### Required work
What follows is data; output all of it exactly as given.

(Data records)
- Opening Delimiter -

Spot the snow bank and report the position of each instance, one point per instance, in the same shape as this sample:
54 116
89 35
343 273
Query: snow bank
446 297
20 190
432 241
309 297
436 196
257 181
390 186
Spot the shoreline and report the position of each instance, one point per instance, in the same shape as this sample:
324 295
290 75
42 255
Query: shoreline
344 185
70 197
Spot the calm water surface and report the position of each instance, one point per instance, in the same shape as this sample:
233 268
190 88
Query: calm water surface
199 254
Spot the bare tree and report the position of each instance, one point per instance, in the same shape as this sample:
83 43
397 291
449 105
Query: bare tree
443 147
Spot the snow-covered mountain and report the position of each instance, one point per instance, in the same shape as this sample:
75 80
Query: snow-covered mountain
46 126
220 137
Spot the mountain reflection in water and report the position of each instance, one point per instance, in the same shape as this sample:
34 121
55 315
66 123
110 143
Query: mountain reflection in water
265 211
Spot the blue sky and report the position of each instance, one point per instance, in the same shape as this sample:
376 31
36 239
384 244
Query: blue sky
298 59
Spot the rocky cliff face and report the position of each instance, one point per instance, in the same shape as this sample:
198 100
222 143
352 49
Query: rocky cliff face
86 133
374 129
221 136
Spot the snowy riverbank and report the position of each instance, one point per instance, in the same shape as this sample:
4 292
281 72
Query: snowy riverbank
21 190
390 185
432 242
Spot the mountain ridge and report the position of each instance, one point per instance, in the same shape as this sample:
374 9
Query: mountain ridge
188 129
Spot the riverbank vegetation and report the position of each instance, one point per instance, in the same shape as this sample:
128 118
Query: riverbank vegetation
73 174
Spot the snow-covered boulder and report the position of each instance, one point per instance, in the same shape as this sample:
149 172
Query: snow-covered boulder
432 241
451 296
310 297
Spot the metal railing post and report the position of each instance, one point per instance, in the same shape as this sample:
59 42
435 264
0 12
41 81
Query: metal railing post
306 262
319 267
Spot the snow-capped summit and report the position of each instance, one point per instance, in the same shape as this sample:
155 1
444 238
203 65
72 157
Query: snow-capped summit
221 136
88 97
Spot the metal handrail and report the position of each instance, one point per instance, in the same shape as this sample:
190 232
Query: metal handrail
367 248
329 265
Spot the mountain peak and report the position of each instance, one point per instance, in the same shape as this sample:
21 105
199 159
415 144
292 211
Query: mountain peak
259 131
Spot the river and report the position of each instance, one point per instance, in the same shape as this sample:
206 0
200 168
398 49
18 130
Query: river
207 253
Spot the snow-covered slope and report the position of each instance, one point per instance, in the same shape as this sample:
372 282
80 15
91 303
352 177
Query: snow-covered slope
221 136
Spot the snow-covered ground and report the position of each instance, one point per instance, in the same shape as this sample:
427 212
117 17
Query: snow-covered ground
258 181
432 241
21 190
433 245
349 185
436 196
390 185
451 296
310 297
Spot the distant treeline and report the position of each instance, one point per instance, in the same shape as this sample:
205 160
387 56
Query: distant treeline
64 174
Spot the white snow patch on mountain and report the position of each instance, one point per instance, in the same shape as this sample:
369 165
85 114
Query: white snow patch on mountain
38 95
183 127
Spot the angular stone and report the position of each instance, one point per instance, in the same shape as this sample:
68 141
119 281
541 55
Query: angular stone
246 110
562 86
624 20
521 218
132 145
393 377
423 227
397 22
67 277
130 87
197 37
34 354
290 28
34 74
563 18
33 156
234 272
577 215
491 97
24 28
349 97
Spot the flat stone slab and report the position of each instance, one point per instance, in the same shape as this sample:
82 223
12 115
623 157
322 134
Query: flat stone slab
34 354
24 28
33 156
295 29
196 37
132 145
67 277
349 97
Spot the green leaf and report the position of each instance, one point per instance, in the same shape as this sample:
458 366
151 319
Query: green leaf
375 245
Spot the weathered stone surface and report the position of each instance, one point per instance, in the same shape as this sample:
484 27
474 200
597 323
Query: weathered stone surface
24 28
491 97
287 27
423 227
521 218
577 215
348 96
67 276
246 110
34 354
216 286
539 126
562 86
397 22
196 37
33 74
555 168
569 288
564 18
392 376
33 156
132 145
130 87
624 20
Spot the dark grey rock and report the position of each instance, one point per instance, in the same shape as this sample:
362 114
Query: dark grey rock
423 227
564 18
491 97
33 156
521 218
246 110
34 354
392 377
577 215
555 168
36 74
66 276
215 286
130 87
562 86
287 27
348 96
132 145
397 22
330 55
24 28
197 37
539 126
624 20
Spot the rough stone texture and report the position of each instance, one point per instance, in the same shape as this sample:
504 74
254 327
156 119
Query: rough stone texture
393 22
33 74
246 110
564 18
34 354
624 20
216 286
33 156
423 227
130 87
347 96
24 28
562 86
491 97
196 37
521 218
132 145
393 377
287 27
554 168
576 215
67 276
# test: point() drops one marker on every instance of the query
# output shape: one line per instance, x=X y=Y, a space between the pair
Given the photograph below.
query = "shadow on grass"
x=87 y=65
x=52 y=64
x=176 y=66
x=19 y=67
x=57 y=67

- Closing Delimiter -

### Reply
Spot the snow bank and report the position of each instance, one point per instance, in the same shape as this sample:
54 116
89 35
343 273
Query: snow bank
446 297
20 190
432 241
309 297
436 196
257 181
390 186
Spot the shoreline and report the position of each instance, one point per instance, in the same shape as this sample:
324 295
290 75
42 255
Query: shoreline
344 185
70 197
Spot the calm water surface and report the position of each instance, one point per instance, in the same shape as this sample:
233 268
190 88
Query: calm water surface
199 254
Spot the bare tree and report the position of each instance, one point per instance, in the same shape as this sample:
83 43
397 291
449 105
Query: bare tree
443 147
Spot the snow-covered mountain and report the position of each instance, one point per instance, in the same shape as this sample:
75 80
Query: snow-covered mountain
46 126
220 137
Spot the mountain reflection in water and report the position of each instance, one point per instance, in the same shape as this sample:
34 121
55 315
66 123
110 143
Query: mountain reflection in water
265 211
Spot the blue sky and report the position of each instance, one point per instance, in the same shape as this sample:
376 31
36 239
384 244
Query: blue sky
298 59
Spot the rocky cliff face and report the position of each instance, one point per instance, in the same shape as this sample:
198 100
222 143
352 49
Query: rocky cliff face
86 133
374 129
221 136
Spot the snowy riverbank and report the position of each instance, one point per instance, in the same shape as this sample:
4 292
281 72
Query: snowy riverbank
21 190
390 185
432 242
Spot the mountain ridge and report the position of each instance, one point per instance, in the same shape as this sample:
374 9
Query: mountain ridge
188 129
Spot the riverbank vegetation and report the position of each instance, one point per instance, in the same shape as this sample:
128 118
Query: riverbank vegetation
73 174
Spot the snow-covered boulder and report the position of each instance, one point per instance, in the same shape as this sample:
149 172
Query: snow-covered boulder
432 241
451 296
310 297
Spot the metal railing post and report the position of each instance, one point per instance, in the same shape as this sample:
59 42
435 264
0 12
41 81
Query: metal railing post
306 262
319 267
Spot the snow-capped summit and report the position of each instance, one point per instance, in the same shape as this sample:
155 1
444 238
203 65
72 157
Query: snow-capped summit
221 136
88 97
Spot the metal handrail and report the position of each instance, one point per instance, in the same shape as this sample:
190 232
Query: metal handrail
367 248
329 265
Spot the mountain peak and report the position of each instance, one point per instance, in the same shape as this sample:
21 105
199 159
415 144
292 211
Query: mountain peak
259 131
Spot the river and report the position of each instance, one point per instance, in the same shape as this sample:
206 0
200 168
398 49
18 130
Query: river
207 253
Spot the snow-covered slope and report the position of each instance, one point per instance, in the same shape as this sample:
372 282
80 15
91 303
352 177
Query: snow-covered slope
221 136
Spot the snow-covered ground and report the position of each instance, one point per instance, in the same shape as this sample:
427 212
117 17
Query: snow-covered ground
258 181
432 241
21 190
433 245
349 185
436 196
390 185
451 296
310 297
Spot the distant treeline and report the position of each instance, one point per instance, in the same shape as this sample:
205 160
387 56
Query: distant treeline
64 174
Spot the white snow patch on mountain and report the position of each instance, one point per instance, in the same shape as this sample:
369 165
85 114
Query: white snow patch on mountain
38 95
183 127
Spot the angular stone and report the position of each instance, one point per instance, in the same shape as this sample:
68 141
119 281
541 55
Query: angular stone
246 110
562 86
624 20
521 218
132 145
393 377
423 227
397 22
67 277
130 87
197 37
34 354
290 28
34 74
563 18
33 156
234 272
577 215
491 97
24 28
349 97
Spot the flat stone slab and report the position of each instance, one point per instance, in the same shape as this sample:
82 223
12 115
623 157
322 134
Query: flat stone slab
34 354
24 28
33 156
295 29
196 37
132 145
67 277
349 97
Spot the green leaf and report the position of each instance, one point per instance, in the same shape as this sample:
458 366
151 319
Query: green leaf
375 245
Spot the weathered stone surface and report the position of each instance, one point per instance, in the same shape as this sample:
484 27
474 200
597 323
Query: weathered stone surface
24 28
491 97
287 27
423 227
521 218
577 215
348 96
67 276
246 110
34 354
216 286
539 126
562 86
397 22
196 37
33 74
555 168
569 288
564 18
392 376
33 156
132 145
130 87
624 20
Spot the dark grey rock and report the position of each instance, one point per instance, in the same shape as this sample:
362 114
Query: dark grey rock
423 227
564 18
491 97
33 156
521 218
246 110
34 354
392 377
577 215
555 168
36 74
66 276
215 286
130 87
562 86
287 27
348 96
132 145
397 22
330 55
24 28
197 37
539 126
624 20
Spot the rough stone texture and report the position of each instance, one point per instance, in the same shape as this sample:
504 74
254 327
156 119
Query: rough stone texture
393 22
33 74
246 110
564 18
34 354
624 20
216 286
33 156
423 227
130 87
347 96
24 28
562 86
491 97
196 37
521 218
132 145
393 377
287 27
554 168
576 215
67 276
# test: point() drops one marker on every instance of the query
# output shape: one line per instance, x=X y=Y, a space between the pair
Given the photograph below.
query = "shadow on grass"
x=87 y=65
x=52 y=64
x=176 y=66
x=19 y=67
x=57 y=67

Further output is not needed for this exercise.